Consigne A: Pour chacun des énoncés suivants, précisez s'il concorde avec le document, en répondant par oui ou par non et en citant textuellement les mots du document qui tranchent. (i) Le lieu de Sion a changé en lui-même. (ii) Le retour ne rend pas, il accroît. (iii) Le psaume est écrit tout entier au futur.
Consigne B: Résumez le document en trois phrases.
Consigne C: Extrayez du document le passage qui commence par les mots contenant « Réalité et vérité » et se termine par « consiste notre retour. ».

Document:

--

Retourner à Sion n'est donc pas reprendre place au même lieu dont nous étions partis. Car, pour nous, et non pas en lui-même, ce lieu a changé, il s'est modifié du fait de notre départ. Pour nous il s'augmente maintenant de notre retour. Il nous est donné, donné plus que rendu, accru de cet excès que sont les gerbes quand on les compare à la semence. Car maintenant nous sommes là avec nos gerbes, et celles-ci sont nôtres autrement que ne l'était la semence. Étions-nous même avec elle ? Oui, sans doute, mais puisque nous l'avons dispersée, n'est-ce point parce que nous n'y tenions pas tellement, parce que nous devions nous en défaire, parce qu'elle nous aurait alourdis si nous l'avions gardée ? Notre rire, notre joie, notre cri de jubilation ne sont donc pas trompeurs. Avec la moisson nous sommes à Sion, mais de nouveau, au sens propre de ce mot. Dans l'actuel il y a une nouveauté irréductible qui n'est pas dans le virtuel, la moisson ne répète pas les semailles autrement. L'actuel n'est pas du virtuel accompli, ou alors l'événement en quoi consiste ce que nous appelons un accomplissement ne serait rien de neuf, n'existerait pas dans sa singularité.

Mais il y a plus encore. Le virtuel des semailles n'est pas cantonné à aujourd'hui, alors que l'actuel de la moisson serait pour demain, pour tous les demains à venir et, par conséquent, ne serait jamais ici où nous sommes présentement. En effet, le psaume que nous lisons est écrit tout entier au présent, un présent qui est plus un mode qu'un temps. Ainsi chaque instant est-il tressé de virtuel et d'actuel, de semence et de gerbes, de départ et de retour. Cette alliance inextricable d'aspects si différents, si contraires, fait donc de tout instant un mélange détonant, ressenti comme une explosion interminable. Les larmes ne cessent d'aller avec la joie, le rire avec l'abattement de celui qui pleure. Ne serait-ce point cela faire l'expérience du temps selon la foi ?

Clamart, le 25 mars 2005

SUITE 3

Réalité et vérité - Le retour ne rend pas. Il accroît. Mais, s'il en est ainsi, comment ne pas prendre d'abord pour un rêve un tel état de choses ? En fait, serait-elle reconnue par la parole d'autrui, la réalité est toujours en défaut. Il lui manque encore sans cesse un supplément d'elle-même, et celui-ci est l'accueil que nous lui accordons nous-mêmes. Ainsi, même si elle comble et dépasse notre désir, la réalité nous paraît-elle toujours incertaine, voire décevante, aussi longtemps qu'elle n'est pas devenue, par nous et pour nous, une vérité. En effet, elle n'est une vérité que lorsqu'elle est devenue nôtre. Ainsi la vérité, on l'a compris, est-elle à entendre ici comme la foi par laquelle nous intégrons l'accroissement de nous-mêmes en quoi consiste notre retour.

--

Entrées d'une collection de données:
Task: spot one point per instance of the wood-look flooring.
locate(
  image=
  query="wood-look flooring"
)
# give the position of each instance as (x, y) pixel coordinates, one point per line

--

Corrigé détaillé A:
(i) Non : « pour nous, et non pas en lui-même, ce lieu a changé ».
(ii) Oui : « Le retour ne rend pas. Il accroît. »
(iii) Non : « le psaume que nous lisons est écrit tout entier au présent ».

Corrigé détaillé B: Retourner à Sion n'est pas reprendre place au même lieu, car ce lieu s'est modifié pour nous du fait de notre départ et s'augmente de notre retour, comme les gerbes excèdent la semence. Le psaume étant écrit tout entier au présent, chaque instant est tressé de virtuel et d'actuel, de sorte que les larmes ne cessent d'aller avec la joie. La réalité demeure incertaine tant qu'elle n'est pas devenue, par nous et pour nous, une vérité, entendue comme la foi par laquelle nous intégrons l'accroissement de nous-mêmes en quoi consiste notre retour.

Corrigé détaillé C:
Réalité et vérité - Le retour ne rend pas. Il accroît. Mais, s'il en est ainsi, comment ne pas prendre d'abord pour un rêve un tel état de choses ? En fait, serait-elle reconnue par la parole d'autrui, la réalité est toujours en défaut. Il lui manque encore sans cesse un supplément d'elle-même, et celui-ci est l'accueil que nous lui accordons nous-mêmes. Ainsi, même si elle comble et dépasse notre désir, la réalité nous paraît-elle toujours incertaine, voire décevante, aussi longtemps qu'elle n'est pas devenue, par nous et pour nous, une vérité. En effet, elle n'est une vérité que lorsqu'elle est devenue nôtre. Ainsi la vérité, on l'a compris, est-elle à entendre ici comme la foi par laquelle nous intégrons l'accroissement de nous-mêmes en quoi consiste notre retour.